Records for this exercise:
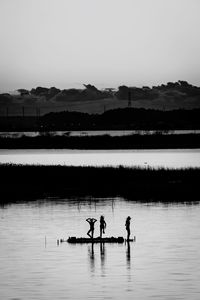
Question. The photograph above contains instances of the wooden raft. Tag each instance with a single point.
(82, 240)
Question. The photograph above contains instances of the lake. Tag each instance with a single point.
(18, 134)
(175, 158)
(163, 263)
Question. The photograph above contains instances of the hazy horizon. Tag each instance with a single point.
(67, 43)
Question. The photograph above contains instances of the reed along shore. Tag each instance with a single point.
(135, 141)
(29, 182)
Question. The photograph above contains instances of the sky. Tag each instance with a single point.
(68, 43)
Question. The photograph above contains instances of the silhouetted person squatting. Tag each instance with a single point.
(102, 226)
(91, 221)
(127, 224)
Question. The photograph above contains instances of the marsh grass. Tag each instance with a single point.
(30, 182)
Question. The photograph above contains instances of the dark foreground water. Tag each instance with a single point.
(162, 264)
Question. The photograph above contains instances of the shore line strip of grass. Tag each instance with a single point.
(136, 141)
(30, 182)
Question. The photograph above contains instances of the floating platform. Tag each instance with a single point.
(83, 240)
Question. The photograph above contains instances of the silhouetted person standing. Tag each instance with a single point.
(91, 222)
(102, 226)
(127, 225)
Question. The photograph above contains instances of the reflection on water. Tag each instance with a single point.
(162, 263)
(144, 158)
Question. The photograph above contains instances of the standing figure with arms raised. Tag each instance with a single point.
(127, 225)
(91, 222)
(102, 226)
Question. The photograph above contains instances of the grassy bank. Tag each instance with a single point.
(21, 182)
(137, 141)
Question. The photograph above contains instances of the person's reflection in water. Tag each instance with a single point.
(103, 258)
(128, 255)
(91, 257)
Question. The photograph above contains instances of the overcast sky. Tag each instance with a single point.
(66, 43)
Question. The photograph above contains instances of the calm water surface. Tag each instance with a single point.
(162, 264)
(154, 158)
(17, 134)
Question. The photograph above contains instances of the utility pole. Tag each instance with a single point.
(129, 98)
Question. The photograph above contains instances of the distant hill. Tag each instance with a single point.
(41, 100)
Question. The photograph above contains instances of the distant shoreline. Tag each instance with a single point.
(104, 142)
(24, 183)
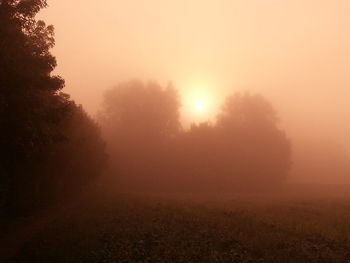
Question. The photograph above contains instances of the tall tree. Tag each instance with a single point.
(33, 110)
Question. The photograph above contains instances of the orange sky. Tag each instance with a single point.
(296, 53)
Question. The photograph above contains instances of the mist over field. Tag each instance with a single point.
(294, 53)
(174, 131)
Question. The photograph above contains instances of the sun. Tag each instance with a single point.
(199, 106)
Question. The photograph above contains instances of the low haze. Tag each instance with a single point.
(293, 52)
(175, 131)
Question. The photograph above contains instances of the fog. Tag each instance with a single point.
(294, 53)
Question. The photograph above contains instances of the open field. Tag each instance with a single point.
(284, 227)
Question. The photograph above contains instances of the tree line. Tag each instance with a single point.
(149, 149)
(51, 148)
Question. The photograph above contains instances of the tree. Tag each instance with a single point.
(33, 110)
(139, 121)
(254, 148)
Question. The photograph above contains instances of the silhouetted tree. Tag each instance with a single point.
(139, 122)
(253, 147)
(33, 111)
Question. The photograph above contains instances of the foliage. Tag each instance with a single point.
(149, 148)
(36, 118)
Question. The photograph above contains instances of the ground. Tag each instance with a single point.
(188, 228)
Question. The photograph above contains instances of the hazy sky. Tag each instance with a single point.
(296, 53)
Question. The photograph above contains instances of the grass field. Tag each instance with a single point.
(284, 227)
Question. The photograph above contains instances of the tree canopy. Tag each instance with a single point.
(36, 119)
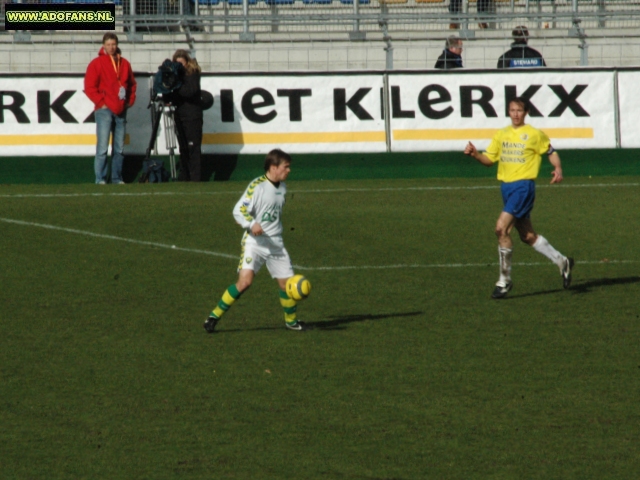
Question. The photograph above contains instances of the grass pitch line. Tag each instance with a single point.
(298, 267)
(319, 190)
(119, 239)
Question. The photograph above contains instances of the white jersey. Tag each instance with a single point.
(262, 203)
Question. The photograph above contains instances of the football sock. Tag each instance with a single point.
(505, 265)
(229, 296)
(545, 248)
(289, 307)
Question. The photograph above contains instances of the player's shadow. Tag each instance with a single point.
(585, 287)
(336, 322)
(339, 322)
(578, 288)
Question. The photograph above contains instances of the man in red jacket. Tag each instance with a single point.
(110, 85)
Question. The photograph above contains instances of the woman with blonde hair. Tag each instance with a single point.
(188, 117)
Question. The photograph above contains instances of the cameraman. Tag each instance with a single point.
(188, 117)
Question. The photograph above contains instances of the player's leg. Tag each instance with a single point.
(542, 245)
(280, 268)
(251, 260)
(504, 225)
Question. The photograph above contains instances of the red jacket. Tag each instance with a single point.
(102, 84)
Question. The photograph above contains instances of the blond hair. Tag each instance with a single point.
(192, 64)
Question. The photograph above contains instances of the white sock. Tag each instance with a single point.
(545, 248)
(505, 265)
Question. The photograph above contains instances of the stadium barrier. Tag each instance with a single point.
(411, 111)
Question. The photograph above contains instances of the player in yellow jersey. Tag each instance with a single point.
(518, 150)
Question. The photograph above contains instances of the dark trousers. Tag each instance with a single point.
(190, 142)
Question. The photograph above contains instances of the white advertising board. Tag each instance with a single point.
(629, 100)
(443, 112)
(49, 115)
(298, 113)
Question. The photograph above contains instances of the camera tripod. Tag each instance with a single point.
(165, 111)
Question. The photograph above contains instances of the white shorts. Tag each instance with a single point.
(256, 251)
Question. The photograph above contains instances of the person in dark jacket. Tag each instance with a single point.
(521, 55)
(451, 55)
(188, 116)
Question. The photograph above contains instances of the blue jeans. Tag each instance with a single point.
(107, 122)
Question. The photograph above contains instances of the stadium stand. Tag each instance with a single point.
(338, 34)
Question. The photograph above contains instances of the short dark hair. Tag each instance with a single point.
(520, 34)
(523, 102)
(109, 36)
(453, 42)
(276, 157)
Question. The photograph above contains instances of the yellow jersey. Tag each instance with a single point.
(519, 152)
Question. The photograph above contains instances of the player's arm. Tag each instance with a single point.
(554, 159)
(472, 151)
(243, 213)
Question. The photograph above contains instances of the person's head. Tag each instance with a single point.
(518, 110)
(454, 44)
(520, 34)
(277, 165)
(190, 64)
(110, 43)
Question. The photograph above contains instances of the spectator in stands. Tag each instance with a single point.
(484, 7)
(521, 55)
(189, 118)
(451, 55)
(110, 85)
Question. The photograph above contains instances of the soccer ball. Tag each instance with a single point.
(298, 287)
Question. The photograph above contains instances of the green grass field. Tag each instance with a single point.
(410, 372)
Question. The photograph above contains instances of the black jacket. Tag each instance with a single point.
(187, 99)
(520, 56)
(448, 60)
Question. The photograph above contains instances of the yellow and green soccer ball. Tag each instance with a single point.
(298, 287)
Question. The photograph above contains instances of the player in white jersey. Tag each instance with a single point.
(259, 213)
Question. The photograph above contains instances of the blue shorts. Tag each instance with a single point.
(518, 197)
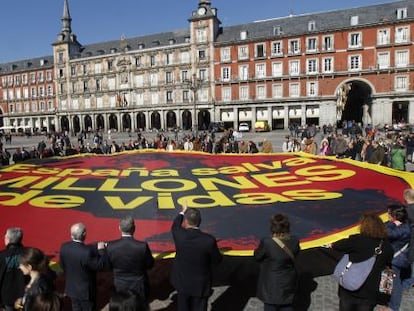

Work order:
All lines of the listing must be given again exactly, excluding the pictures.

Task output:
Question. The photograph above contains instances of the wooden raft. Tag each instance with a single point.
(82, 240)
Question. The photograph above contains instances of the lake. Tag each instance with a single point.
(18, 134)
(175, 158)
(163, 263)
Question. The photograph above contains instances of the hazy horizon. Tag each instance with a single point.
(67, 43)
Question. The photograph above contains instances of the reed along shore. Tag each instance with a single point.
(135, 141)
(29, 182)
Question. The photograph above contains instances of the sky. Tag each instance with a single point.
(68, 43)
Question. The photograph above contains instances of the silhouetted person squatting. Tag each instance with a single point.
(102, 226)
(91, 221)
(127, 224)
Question. The photograph above contains instances of the marsh grass. Tag each instance with a single point.
(30, 182)
Question. The photograph above contains instances of the dark foreground water. Tag each instance with a single point.
(162, 264)
Question. The photograph above contains instances of the shore line strip of grass. Tag each instance with a single point.
(136, 141)
(30, 182)
Question. The photograph above contains instances of the floating platform. Tag each instance with a single point.
(83, 240)
Question. The photograph above contains instances of the silhouetted person standing. Tag each instance with a single point.
(91, 222)
(102, 226)
(127, 225)
Question. The photograph above contains instances of the reflection on water. Tag each instance with a single point.
(162, 263)
(144, 158)
Question. The photograph above contains instances of the standing figure with arms raised. Tag each instance with a single point.
(127, 225)
(91, 222)
(102, 226)
Question. The photograph above contains instances of the grassy bank. Tag each instance with a single point.
(21, 182)
(137, 141)
Question. The photograph above contains instances of the person's reflection in water. Tag each instance with a single point.
(103, 258)
(128, 255)
(91, 257)
Question. The photograph above contains instances of the overcast sky. Tag each instance with a single point.
(66, 43)
Question. The photograph above contains instances of the calm water surface. Tag each instance with a single point.
(162, 264)
(154, 158)
(17, 134)
Question. The photograph above contains instances of the utility pole. Tag each instance with a single point.
(129, 98)
Question. The photograph above contains instances of the distant hill. Tag each instance with a single point.
(41, 100)
Question. The photograph above contains instances of the distant shoreline. Tag each instance with a single point.
(104, 142)
(24, 183)
Question. The photograph above contains instances of the tall tree. Tag each instance with a single point.
(33, 110)
Question. The photograph above contains instances of the orange sky. Tag each instance with a single point.
(296, 53)
Question. The photograph above contains instances of the mist over field. Tag each instance with a single point.
(294, 53)
(174, 131)
Question. The photograph above contains instances of the sun. Tag each instance with a single point.
(199, 106)
Question. The photograph above contains instances of the low haze. Tag each instance with a single point.
(293, 52)
(175, 131)
Question. The photograph above contains instances of the fog. Tag each instance with a single point.
(294, 53)
Question. The photograph above contains instances of the open field. Tag each instance with a single point.
(284, 227)
Question. The photograph above contains instances of the tree line. Tag each instance with a single point.
(149, 149)
(51, 148)
Question. The photograph above contains instances of the tree. Tag each instance with a single point.
(33, 110)
(139, 121)
(254, 148)
Question. The photograph above contains instances of the silhouetted tree. Tag each instance with a single point.
(139, 122)
(253, 147)
(33, 111)
Question. The photograph above contains instances of the foliage. Tag each instance with a single point.
(149, 148)
(36, 118)
Question. The photograph above contains instances of the ground. Tag each instance with a single point.
(188, 228)
Question. The photograph above contains instances of the hazy sky. Tag each instance with a single point.
(296, 53)
Question. The photograph above contains instances of the grass field. Tag each instance with a single point.
(284, 227)
Question. The photograph above contains instances of the tree canopy. Tag each instance with a single point.
(36, 119)
Question. The photograph above contains instances of the grass pitch line. Tag each instance with a single point.
(298, 267)
(319, 190)
(119, 239)
Question. The photograph above contains instances of the white jersey. Tag each instance with a single point.
(262, 203)
Question. The photograph above contains instances of the football sock. Tag each instance with a single point.
(505, 265)
(229, 296)
(545, 248)
(289, 307)
Question. The photograph above contains instances of the player's shadow. Tag each instance with a single point.
(585, 287)
(336, 322)
(339, 322)
(578, 288)
Question. The photograph above contains instances of the man in red jacket. Tag each instance with a single point.
(110, 85)
Question. The photograph above contains instances of the woman with blonde hair. Tag each instance with a single point.
(188, 117)
Question. The photograph above contains instances of the cameraman. Tag each instance with a single point.
(188, 117)
Question. The photograph above contains instances of the player's leg. Tag each instance with a single point.
(542, 245)
(280, 268)
(251, 260)
(504, 225)
Question. The photograph above contains instances of the red jacket. Tag each instance with a single point.
(102, 84)
Question. The photograph above contains instances of the blond hair. Tag each instance with a single point.
(192, 64)
Question. The photograph above contains instances of the white sock. Tag each instance with a single point.
(545, 248)
(505, 265)
Question. The photograph above contains instances of the stadium barrier. Tag each instance with a single point.
(411, 111)
Question. The photograph above contains instances of the player in yellow jersey. Tag each instance with a single point.
(518, 150)
Question. The photograph above contains instances of the dark trousers. Tag each instance with a single point.
(190, 142)
Question. The photograph above contains instances of the white advertising board. Tag each instance with a single point.
(629, 100)
(443, 112)
(49, 115)
(298, 113)
Question. The photograph above contains instances of the camera tripod. Tag each instance with a single point.
(165, 111)
Question. The photograph above contains instances of the white shorts. Tag each instance with a single point.
(256, 251)
Question. The photograph above contains instances of the person in dark jacket. Tag each instance with a single point.
(521, 55)
(451, 55)
(188, 116)
Question. The photograph above contains instances of the blue jeans. Tag each instance with a single point.
(107, 122)
Question. The photograph above contains instances of the stadium stand. Tag each instance with a single point.
(338, 34)
Question. The photograph above contains instances of the short dark hair. Tag each instance with a single point.
(520, 34)
(523, 102)
(109, 36)
(453, 42)
(276, 157)
Question. The photograph above contains instances of the yellow jersey. Tag each instance with a single point.
(519, 152)
Question. The photograph above contains instances of the player's arm. Tag each instance with a single point.
(554, 159)
(472, 151)
(243, 213)
Question. The photograph above contains instances of the person's head. Tag each instance with a single point.
(518, 110)
(454, 44)
(520, 34)
(277, 165)
(190, 64)
(110, 43)
Question. The photograph above contains instances of the spectator in stands. Tag each instance with a single point.
(484, 7)
(521, 55)
(189, 118)
(451, 55)
(110, 85)
Question. The photograph above contains instances of the soccer ball. Tag each instance with a single point.
(298, 287)
Question. The photograph above contains instances of the green grass field. Tag each instance with a single point.
(410, 372)
Question. The photograph above contains instances of the black jacket. Tag each instance with a single point.
(187, 99)
(520, 56)
(448, 60)
Question. The photograph above contains instances of the yellow and green soccer ball. Tag each instance with a single point.
(298, 287)
Question. The photograph above contains instances of the player in white jersey. Tag each instance with a single point.
(259, 213)
Question. The photograph above contains instances of the blue shorts. Tag each instance with a single point.
(518, 197)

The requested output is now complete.